* begin RECORDS FOR THE TASK *

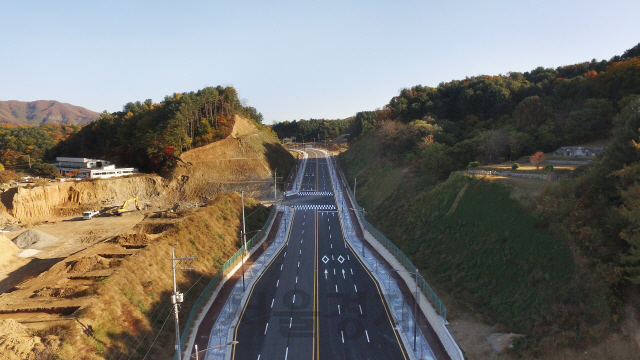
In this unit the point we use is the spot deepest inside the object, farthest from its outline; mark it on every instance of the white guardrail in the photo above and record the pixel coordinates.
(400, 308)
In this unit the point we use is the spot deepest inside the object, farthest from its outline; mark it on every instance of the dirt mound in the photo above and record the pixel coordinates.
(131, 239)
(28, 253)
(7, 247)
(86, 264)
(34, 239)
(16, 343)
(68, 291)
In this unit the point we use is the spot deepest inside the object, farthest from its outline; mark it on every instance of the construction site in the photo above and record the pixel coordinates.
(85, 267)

* end RECORDS FOR THE TASK *
* begin RECORDS FOR THE TASK *

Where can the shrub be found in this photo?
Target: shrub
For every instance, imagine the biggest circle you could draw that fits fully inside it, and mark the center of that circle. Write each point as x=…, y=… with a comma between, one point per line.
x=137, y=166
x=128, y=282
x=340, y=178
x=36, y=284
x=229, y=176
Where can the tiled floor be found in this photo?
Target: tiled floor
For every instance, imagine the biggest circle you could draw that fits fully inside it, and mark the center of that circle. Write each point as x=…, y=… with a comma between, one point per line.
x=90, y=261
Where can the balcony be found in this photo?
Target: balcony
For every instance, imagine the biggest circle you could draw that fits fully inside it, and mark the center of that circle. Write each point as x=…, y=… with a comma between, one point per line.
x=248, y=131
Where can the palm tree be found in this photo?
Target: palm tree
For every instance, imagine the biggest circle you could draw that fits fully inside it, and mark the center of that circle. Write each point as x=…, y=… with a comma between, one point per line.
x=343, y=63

* end RECORDS FOR THE TASK *

### DIRECTION
Can you copy out, word for word, the stretch of the entries above from the line containing "Where can the shrub be found in this photo?" through the line containing "x=229, y=176", and nothing else?

### OUTPUT FOR THIS TASK
Where can the shrub be found in this photo?
Target: shrub
For every instance, imagine the biggest circle you could draw that fits fully inside it, and mark the center of that circle. Write each point as x=…, y=… with a comma between, one point per line.
x=137, y=166
x=128, y=282
x=340, y=178
x=36, y=284
x=229, y=176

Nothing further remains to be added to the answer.